» Source material
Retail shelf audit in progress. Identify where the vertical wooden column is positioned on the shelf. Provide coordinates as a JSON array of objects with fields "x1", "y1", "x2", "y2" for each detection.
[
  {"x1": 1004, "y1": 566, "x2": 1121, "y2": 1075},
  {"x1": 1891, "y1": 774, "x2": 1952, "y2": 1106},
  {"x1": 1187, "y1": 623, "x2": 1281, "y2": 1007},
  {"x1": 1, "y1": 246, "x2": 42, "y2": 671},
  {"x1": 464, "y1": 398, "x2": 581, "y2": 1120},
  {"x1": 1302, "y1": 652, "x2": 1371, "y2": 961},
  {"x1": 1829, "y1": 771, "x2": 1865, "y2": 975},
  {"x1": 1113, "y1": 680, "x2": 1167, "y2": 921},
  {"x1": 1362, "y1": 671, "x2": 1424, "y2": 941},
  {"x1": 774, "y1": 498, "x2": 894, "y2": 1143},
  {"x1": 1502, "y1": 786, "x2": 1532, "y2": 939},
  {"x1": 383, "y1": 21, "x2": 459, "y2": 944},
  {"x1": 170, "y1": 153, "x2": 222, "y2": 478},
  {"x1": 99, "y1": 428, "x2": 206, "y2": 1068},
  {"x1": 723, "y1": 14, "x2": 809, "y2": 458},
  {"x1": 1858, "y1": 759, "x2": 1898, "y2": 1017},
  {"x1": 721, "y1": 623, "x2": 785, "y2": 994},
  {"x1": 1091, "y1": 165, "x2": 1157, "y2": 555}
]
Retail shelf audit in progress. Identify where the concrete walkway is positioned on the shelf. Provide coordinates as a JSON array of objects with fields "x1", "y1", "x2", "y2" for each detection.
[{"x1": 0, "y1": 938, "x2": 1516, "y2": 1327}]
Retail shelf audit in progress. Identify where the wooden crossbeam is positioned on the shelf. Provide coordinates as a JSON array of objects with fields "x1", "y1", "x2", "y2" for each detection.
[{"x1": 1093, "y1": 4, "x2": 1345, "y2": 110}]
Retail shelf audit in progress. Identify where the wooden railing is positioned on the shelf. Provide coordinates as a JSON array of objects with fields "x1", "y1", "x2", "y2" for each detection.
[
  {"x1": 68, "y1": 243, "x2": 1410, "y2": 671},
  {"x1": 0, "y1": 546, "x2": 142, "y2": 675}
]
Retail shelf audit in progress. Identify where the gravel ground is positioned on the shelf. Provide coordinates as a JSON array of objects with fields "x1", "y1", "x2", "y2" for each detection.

» Work required
Write all of the records out exactly, including every line.

» Answer to this exercise
Retail shelf audit in progress. Identify where the vertical wooden column is positioned on the shelf. Provide coordinates as a JSON array of objects with fields "x1", "y1", "x2", "y2" for each detection.
[
  {"x1": 1004, "y1": 566, "x2": 1121, "y2": 1075},
  {"x1": 1891, "y1": 774, "x2": 1952, "y2": 1106},
  {"x1": 1187, "y1": 623, "x2": 1281, "y2": 1007},
  {"x1": 1, "y1": 246, "x2": 42, "y2": 671},
  {"x1": 464, "y1": 398, "x2": 581, "y2": 1120},
  {"x1": 1302, "y1": 652, "x2": 1371, "y2": 961},
  {"x1": 1829, "y1": 771, "x2": 1865, "y2": 975},
  {"x1": 1113, "y1": 680, "x2": 1167, "y2": 921},
  {"x1": 1362, "y1": 671, "x2": 1424, "y2": 941},
  {"x1": 774, "y1": 498, "x2": 894, "y2": 1143},
  {"x1": 1502, "y1": 786, "x2": 1532, "y2": 939},
  {"x1": 383, "y1": 21, "x2": 459, "y2": 944},
  {"x1": 170, "y1": 153, "x2": 222, "y2": 478},
  {"x1": 99, "y1": 428, "x2": 206, "y2": 1068},
  {"x1": 723, "y1": 14, "x2": 809, "y2": 458},
  {"x1": 1858, "y1": 759, "x2": 1898, "y2": 1017},
  {"x1": 721, "y1": 623, "x2": 785, "y2": 994},
  {"x1": 1091, "y1": 165, "x2": 1157, "y2": 555}
]
Retail shelf audit in progress. Identify where the concrete walkway is positioned on the shelf. Provide coordinates as a JSON array of objects with fields "x1", "y1", "x2", "y2" for each detection.
[{"x1": 0, "y1": 938, "x2": 1516, "y2": 1327}]
Retail shelf audit in progress. Identify where the wooden crossbeam is positioned on the shelf. Provide coordinates as a JSON array of objects with fields "x1", "y1", "x2", "y2" for each detection.
[{"x1": 1093, "y1": 4, "x2": 1345, "y2": 110}]
Retail shelf audit in progress. Identify where the wooden railing is positioned on the shelf. Provide coordinates as a JSON array of objects with fields "x1", "y1", "x2", "y2" for each detection.
[
  {"x1": 68, "y1": 243, "x2": 1410, "y2": 671},
  {"x1": 0, "y1": 546, "x2": 142, "y2": 675}
]
Retail shelf audit in progress. Identify where the gravel ground is positioned on the shelf. Provide coordinates as a JSON array of objects with fields "x1", "y1", "x2", "y2" for each detection.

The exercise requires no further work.